QUOTED PASSAGE ->
This page discusses a small project called ekrProject created so I can explore issues relating to python packages. This project has clarified many confusing issues for me.

The ekrProject has the following organization:

ekrProject/ # top-level folder.  not a package.
    ekrProject/ # The ekrProject package.
        core # The ekrProject/core package.
            __init__.py
            mod1.py # a module
            leo.py # a module
        plugins # The ekrProject/plugins package.
            __init__.py
        __init__.py
    dist/ # Created by setup.py sdist.
        ekrProj-0.0.1.zip
    setup.py

Here is the contents of ekrProject/setup.py:

from distutils.core import setup
long_description = '''Project to test distribution issues for Leo.'''
version='0.0.1' # No spaces and no trailing comma.
setup (
    name='ekrProj',
    version=version,
    author='Edward K. Ream',
    author_email='edreamleo@yahoo.com',
    url='http://webpages.charter.net/edreamleo/front.html',
    download_url='',
    # py_modules=['ekrProj','core','plugins'],
    packages = ['ekrProj','ekrProj.core','ekrProj.plugins'],
    description = 'ekrProj',
    license='Python',
    platforms=['all',],
    long_description = long_description,
)

With the above organization, I can create a distribution in a completely standard way, and users can also install the distributed file in a standard way. The result is a leo package in Python's site-packages folders.

In detail, the steps are as follows.

  1. The distributor (me) runs:

    python setup.py sdist
    

This creates ekrProj-0.0.1.zip in the ekrProject/dist folder.

  1. Typically the user will download and unpack ekrProj-0.0.1.zip to <some folder>.

  2. Now the user runs this script from <some folder>ekrProj-0.0.1:

    python setup.py install
    

The point of this page is that this will create a leo package in the python/Lib/site-packages folder as we want.

Yes, all this seems pretty simple, but getting to this point took me a lot of thought.

Important: setup.py presently specifies files simply by listing the packages to be included. This probably won't work for the real Leo distribution: a proper manifest.in file will probably have to be generated as is done at present.

PROVIDED INFORMATION ->
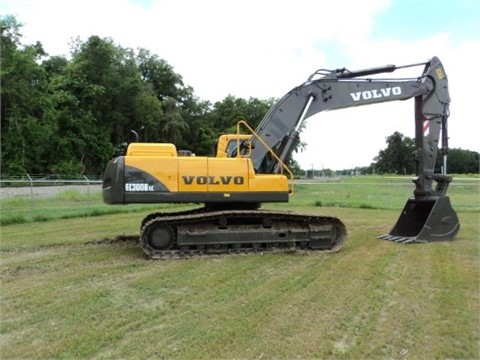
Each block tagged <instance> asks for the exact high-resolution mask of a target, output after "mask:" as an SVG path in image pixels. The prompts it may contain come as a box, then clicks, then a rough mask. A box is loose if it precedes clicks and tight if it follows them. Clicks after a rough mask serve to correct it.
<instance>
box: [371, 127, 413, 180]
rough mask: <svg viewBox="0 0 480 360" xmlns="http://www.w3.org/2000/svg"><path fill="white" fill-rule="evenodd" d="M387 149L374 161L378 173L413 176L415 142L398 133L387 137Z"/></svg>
mask: <svg viewBox="0 0 480 360" xmlns="http://www.w3.org/2000/svg"><path fill="white" fill-rule="evenodd" d="M386 143H387V148H386V149H384V150H380V152H379V153H378V155H377V156H376V157H375V159H374V161H375V162H376V164H375V170H376V172H378V173H380V174H381V173H387V174H388V173H390V174H392V173H393V174H413V173H414V172H415V161H414V157H413V152H414V150H415V142H414V141H413V140H412V139H411V138H409V137H405V136H403V134H401V133H399V132H398V131H396V132H394V133H393V134H392V135H390V136H389V137H387V141H386Z"/></svg>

YOUR TASKS ->
1. According to the ekrProject page, which command does the distributor run to create the zip file?
2. State whether each statement agrees with the ekrProject page, answering yes or no and quoting the deciding words: (a) The version string in setup.py should contain no spaces. (b) The author expects the current setup.py approach to work for the real Leo distribution. (c) The user runs the install script from the unpacked ekrProj-0.0.1 folder.
3. Write out the stretch of the ekrProject page from "1. Typically the" through "as we want.".

WRITTEN ANSWERS ->
1. python setup.py sdist

2.
(a) Yes: "No spaces and no trailing comma."
(b) No: "This probably won't work for the real Leo distribution"
(c) Yes: "Now the user runs this script from <some folder>ekrProj-0.0.1"

3.
1. Typically the user will download and unpack ekrProj-0.0.1.zip to <some folder>.

  2. Now the user runs this script from <some folder>ekrProj-0.0.1:

    python setup.py install
    

The point of this page is that this will create a leo package in the python/Lib/site-packages folder as we want.